(Text section begins)
THE ILIAD
By Homer
Coproduction of Slovenian National Theatre Drame Ljubljana, City Theatre of Ljubljana and Cankarjev dom
Première January 24, 2015
Running time 3 hours, 10 minutes. 1 interval.
WHAT I SAW
We are in the Slovene National Theatre Maribor’s largest hall. The full stage is exposed: it seems to extend for miles, void of any set trappings. The downstage lip of the stage is set up for a concert performance: 10 or so chairs in a semicircle, a microphone in front of each. There is a harp onstage, a piano, and a harpsichord. There is a also suit of armor in a glass case and a dressing room mirror, both set near where Achilles will eventually sit. The actors enter, finding their seats. One man walks to a microphone center stage, a carafe in hand. He pours a little on the ground, sips a little more, and drops the carafe, which shatters. So we begin.
As this man, Priam, the King of Troy, speaks, the large metal fire curtain lowers: all action will now take place on the lip of the stage. Priam situates us in the bowels of the Trojan War, in the middle of a heated argument between Agamemnon and Achilles. As Priam begins this tale, he taps a rhythm on his microphone in threes, emphasizing the first beat. The ensemble echoes him. As the scene intensifies, the woman on the harp joins in. As they speak of Briseis, prize of Achilles and soon to be Agamemnon’s, the cast simply looks at the harpist. We understand her to be Briseis.
From here, other actors begin to take the center microphone – Agamemnon, then Achilles, then Achilles’ mother Thetis; who asks Zeus to punish Agamemnon by favoring Troy in the next battle while gently, suggestively stroking her microphone stand. Zeus joins Thetis center stage, and she neutrally offers her body to him, mannequin-like. Zeus gropes Thetis, grabbing at her, humping her, and agreeing to do as she asks. Zeus is a guttural, groaning bear of a man, grumpy and cruel. He later grabs at his wife, Hera the same way he grabs at his lover, dragging her around the stage, violently demanding her submission to him.
As the piece progresses, the cast obeys the rules of the play: when it is their turn to speak, they take center stage and perform at the center microphone. When they are at their seats, they are both their characters and members of the chorus. At times, they contribute their voice to choral song. When Agamemnon rallies his troops for battle, their song is angelic, lifting, and hopeful. But it morphs into something unsettling as we move forward: a guttural, animalistic refrain of strange otherworldly sounds.
Near the end of the first act, all actors leave the space and Achilles is left onstage alone. The fire curtain rises. The stage is covered in hay. Far back, on a haybale, Thetis stands, bathed in a beautiful, warm light. She sings Achilles a prophesy, and the curtain lowers again. It is the only moment the full stage is utilized.
(Text section ends)
(Recorded information begins)
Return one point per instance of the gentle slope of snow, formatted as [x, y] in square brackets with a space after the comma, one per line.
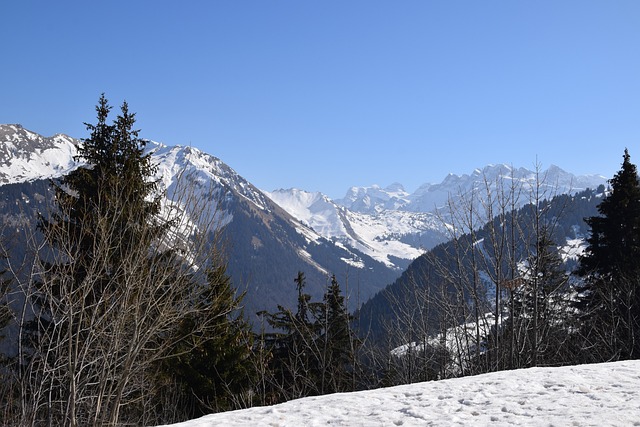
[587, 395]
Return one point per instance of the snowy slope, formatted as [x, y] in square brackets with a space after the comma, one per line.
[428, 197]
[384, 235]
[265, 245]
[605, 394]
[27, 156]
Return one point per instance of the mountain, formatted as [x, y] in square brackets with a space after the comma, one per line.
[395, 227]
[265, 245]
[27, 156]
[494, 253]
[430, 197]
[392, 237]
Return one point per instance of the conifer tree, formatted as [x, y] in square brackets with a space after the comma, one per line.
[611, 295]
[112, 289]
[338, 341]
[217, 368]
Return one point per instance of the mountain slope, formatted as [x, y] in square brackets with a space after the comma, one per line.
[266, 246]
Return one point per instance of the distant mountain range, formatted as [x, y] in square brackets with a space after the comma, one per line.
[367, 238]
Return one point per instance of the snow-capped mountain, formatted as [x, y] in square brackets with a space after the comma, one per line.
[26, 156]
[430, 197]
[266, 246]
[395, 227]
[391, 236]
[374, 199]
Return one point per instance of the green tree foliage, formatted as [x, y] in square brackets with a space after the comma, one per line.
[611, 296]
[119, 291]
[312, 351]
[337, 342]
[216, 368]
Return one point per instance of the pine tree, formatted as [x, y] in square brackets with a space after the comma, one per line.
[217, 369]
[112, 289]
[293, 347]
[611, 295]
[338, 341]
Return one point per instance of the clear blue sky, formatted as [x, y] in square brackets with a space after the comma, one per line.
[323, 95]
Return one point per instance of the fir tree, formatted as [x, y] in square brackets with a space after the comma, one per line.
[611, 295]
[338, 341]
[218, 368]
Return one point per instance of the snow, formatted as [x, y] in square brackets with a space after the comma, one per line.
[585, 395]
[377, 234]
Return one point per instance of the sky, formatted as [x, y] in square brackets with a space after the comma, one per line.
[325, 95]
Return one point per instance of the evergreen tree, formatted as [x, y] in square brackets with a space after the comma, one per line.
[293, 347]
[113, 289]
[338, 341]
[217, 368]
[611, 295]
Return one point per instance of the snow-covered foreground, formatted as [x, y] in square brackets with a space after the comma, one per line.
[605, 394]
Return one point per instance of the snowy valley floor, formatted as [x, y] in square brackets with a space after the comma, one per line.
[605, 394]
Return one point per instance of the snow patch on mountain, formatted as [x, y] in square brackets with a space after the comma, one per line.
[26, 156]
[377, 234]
(Recorded information ends)
(Recorded information begins)
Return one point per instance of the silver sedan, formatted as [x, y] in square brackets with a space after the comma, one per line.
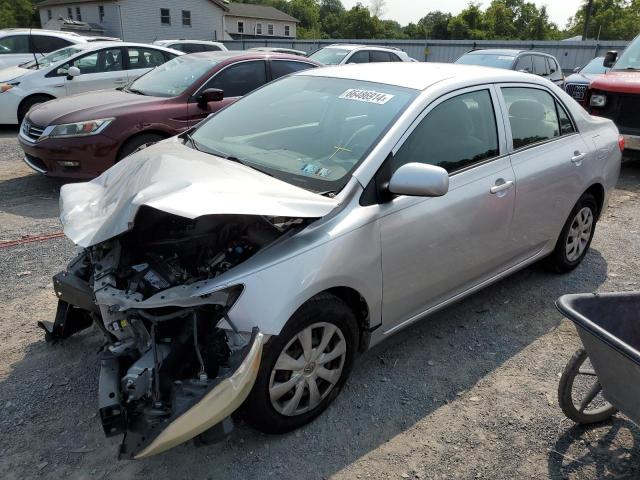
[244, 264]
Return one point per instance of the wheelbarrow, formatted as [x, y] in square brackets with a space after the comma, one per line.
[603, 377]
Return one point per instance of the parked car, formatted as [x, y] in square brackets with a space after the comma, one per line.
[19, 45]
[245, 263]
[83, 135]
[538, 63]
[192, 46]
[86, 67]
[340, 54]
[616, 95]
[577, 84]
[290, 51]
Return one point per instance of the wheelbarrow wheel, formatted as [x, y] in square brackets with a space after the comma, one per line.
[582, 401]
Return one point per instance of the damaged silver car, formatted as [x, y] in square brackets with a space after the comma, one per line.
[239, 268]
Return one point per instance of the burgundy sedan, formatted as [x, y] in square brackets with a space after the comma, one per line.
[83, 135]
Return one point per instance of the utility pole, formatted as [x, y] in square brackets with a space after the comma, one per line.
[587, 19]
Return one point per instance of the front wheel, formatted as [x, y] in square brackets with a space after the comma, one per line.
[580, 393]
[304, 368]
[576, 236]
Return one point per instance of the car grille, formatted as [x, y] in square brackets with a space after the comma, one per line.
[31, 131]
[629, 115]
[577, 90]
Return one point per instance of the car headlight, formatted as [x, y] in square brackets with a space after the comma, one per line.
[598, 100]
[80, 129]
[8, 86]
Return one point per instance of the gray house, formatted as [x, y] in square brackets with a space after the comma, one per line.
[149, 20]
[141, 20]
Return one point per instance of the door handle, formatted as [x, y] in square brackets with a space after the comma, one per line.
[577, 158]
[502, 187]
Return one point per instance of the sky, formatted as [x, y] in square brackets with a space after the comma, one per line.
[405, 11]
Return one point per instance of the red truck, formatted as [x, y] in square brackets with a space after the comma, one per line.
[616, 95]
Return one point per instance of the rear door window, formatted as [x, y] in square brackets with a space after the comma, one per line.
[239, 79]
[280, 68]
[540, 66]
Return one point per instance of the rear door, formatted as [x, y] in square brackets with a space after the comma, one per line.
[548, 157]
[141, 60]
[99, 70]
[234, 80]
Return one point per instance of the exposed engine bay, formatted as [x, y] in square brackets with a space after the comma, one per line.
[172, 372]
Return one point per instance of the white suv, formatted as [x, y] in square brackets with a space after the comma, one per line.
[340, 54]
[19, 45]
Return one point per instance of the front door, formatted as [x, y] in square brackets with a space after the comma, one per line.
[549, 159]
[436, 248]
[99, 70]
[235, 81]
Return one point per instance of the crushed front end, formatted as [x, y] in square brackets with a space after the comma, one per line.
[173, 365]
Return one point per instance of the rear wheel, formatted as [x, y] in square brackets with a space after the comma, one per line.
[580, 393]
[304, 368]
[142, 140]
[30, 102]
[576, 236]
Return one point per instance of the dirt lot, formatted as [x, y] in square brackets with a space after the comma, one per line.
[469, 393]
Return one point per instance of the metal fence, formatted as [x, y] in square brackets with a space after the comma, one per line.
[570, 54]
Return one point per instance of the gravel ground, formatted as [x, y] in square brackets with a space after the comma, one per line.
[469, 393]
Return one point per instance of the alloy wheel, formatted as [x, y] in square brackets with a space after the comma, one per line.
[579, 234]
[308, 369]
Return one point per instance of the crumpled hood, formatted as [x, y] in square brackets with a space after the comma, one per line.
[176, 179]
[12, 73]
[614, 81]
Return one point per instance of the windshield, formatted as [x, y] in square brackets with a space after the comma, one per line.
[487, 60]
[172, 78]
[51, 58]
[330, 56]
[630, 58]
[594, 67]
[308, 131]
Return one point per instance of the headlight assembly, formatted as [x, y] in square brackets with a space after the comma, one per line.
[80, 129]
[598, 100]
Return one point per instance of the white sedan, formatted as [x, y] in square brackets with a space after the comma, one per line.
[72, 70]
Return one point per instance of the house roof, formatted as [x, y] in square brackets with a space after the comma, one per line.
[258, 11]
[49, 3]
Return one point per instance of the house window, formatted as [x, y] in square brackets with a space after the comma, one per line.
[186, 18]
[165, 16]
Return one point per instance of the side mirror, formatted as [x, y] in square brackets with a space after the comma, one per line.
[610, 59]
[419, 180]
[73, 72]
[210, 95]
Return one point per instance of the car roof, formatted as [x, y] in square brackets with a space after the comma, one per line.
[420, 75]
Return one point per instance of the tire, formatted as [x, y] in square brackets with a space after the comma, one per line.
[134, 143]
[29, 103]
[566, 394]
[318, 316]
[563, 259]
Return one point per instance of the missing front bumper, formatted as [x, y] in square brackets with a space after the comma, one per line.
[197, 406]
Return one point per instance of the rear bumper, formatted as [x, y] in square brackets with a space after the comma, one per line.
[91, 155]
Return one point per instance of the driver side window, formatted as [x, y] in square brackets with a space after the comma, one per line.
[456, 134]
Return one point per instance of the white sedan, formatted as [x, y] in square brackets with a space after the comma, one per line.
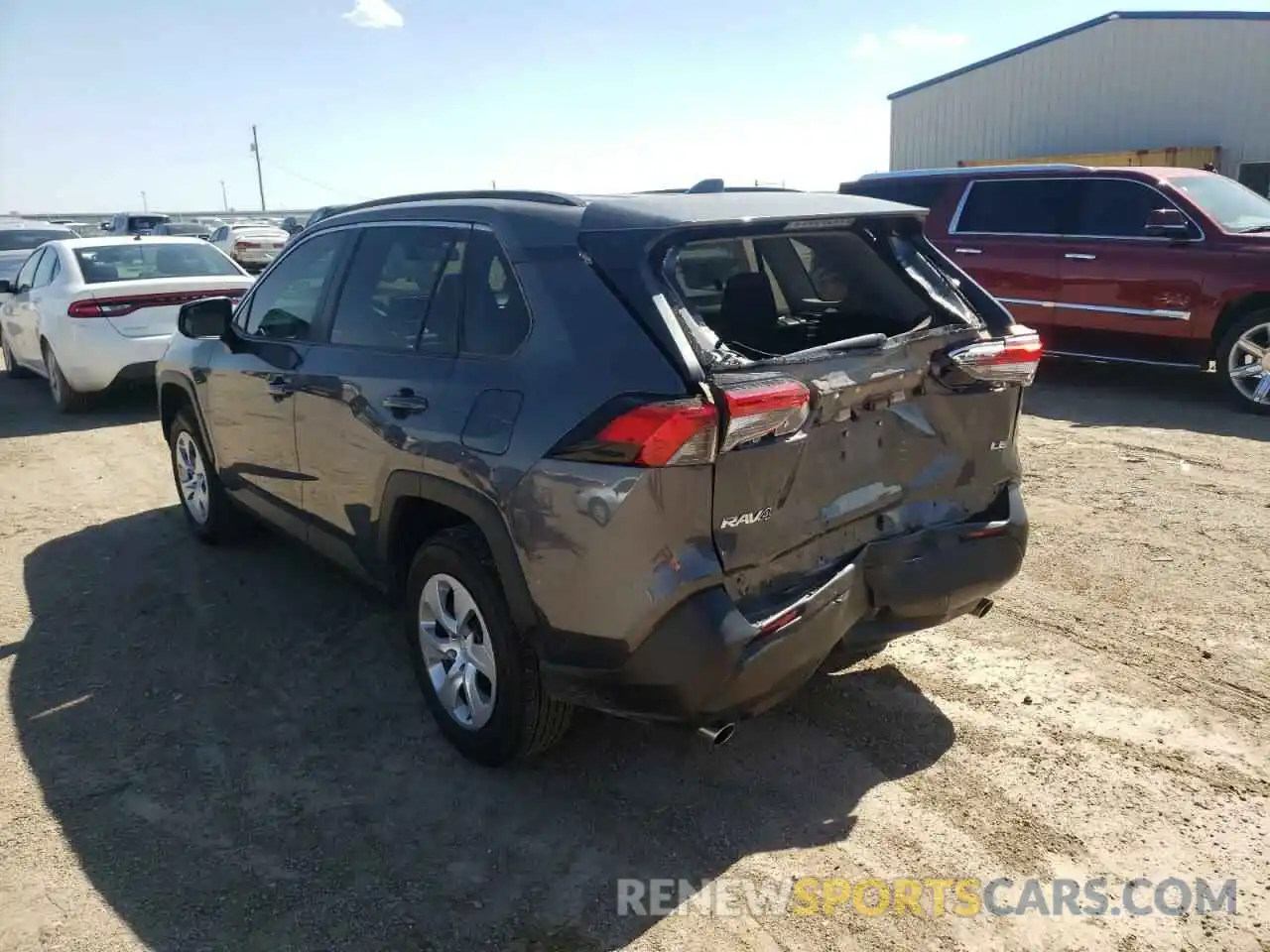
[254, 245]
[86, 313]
(Recorded information ends)
(Recorded information begins)
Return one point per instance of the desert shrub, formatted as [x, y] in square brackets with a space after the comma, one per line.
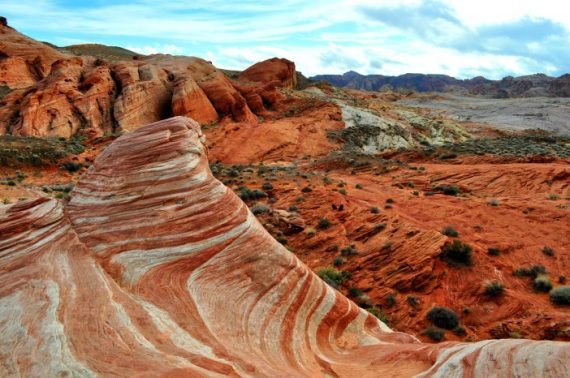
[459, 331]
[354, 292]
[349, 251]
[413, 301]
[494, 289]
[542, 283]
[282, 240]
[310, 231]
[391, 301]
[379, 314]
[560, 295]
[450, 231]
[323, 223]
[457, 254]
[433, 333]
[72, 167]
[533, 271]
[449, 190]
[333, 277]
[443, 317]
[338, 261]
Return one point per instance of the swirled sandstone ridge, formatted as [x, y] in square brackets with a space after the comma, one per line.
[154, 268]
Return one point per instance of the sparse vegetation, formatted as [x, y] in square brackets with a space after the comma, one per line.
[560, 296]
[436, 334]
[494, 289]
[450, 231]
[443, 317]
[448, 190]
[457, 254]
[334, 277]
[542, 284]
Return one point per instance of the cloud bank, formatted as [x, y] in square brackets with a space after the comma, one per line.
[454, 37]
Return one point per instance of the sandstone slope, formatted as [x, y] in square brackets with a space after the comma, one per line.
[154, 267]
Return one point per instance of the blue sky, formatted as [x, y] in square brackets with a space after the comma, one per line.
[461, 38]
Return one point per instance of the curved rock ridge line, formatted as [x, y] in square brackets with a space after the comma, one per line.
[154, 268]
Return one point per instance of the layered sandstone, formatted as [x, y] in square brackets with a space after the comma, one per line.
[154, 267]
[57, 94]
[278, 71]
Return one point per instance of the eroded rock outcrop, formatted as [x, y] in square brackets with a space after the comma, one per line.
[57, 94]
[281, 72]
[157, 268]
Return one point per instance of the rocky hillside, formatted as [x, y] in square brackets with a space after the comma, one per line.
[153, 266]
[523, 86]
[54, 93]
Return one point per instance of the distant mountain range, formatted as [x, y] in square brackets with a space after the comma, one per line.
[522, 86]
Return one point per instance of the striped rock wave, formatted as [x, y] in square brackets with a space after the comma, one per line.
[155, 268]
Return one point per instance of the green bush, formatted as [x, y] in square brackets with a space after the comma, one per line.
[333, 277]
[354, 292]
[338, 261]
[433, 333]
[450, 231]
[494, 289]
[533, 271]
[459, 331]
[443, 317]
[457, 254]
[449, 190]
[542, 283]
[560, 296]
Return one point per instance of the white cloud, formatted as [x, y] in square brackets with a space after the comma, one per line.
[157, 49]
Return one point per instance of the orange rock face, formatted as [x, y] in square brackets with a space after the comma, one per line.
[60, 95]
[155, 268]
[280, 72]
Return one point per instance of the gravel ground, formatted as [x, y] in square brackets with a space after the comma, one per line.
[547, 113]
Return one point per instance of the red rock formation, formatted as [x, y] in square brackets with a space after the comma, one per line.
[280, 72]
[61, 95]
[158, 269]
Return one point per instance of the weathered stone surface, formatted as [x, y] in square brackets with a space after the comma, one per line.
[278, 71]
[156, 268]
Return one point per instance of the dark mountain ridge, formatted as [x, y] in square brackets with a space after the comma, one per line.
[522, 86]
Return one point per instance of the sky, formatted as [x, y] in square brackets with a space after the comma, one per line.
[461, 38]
(Recorded information ends)
● **Assigned task**: Put this sentence from the review of The Iliad staging into Spanish: "Far back, on a haybale, Thetis stands, bathed in a beautiful, warm light." The lines above have nothing to do with what is asked here.

● **Solution to this task**: Al fondo, sobre una paca de heno, está de pie Tetis, bañada por una luz hermosa y cálida.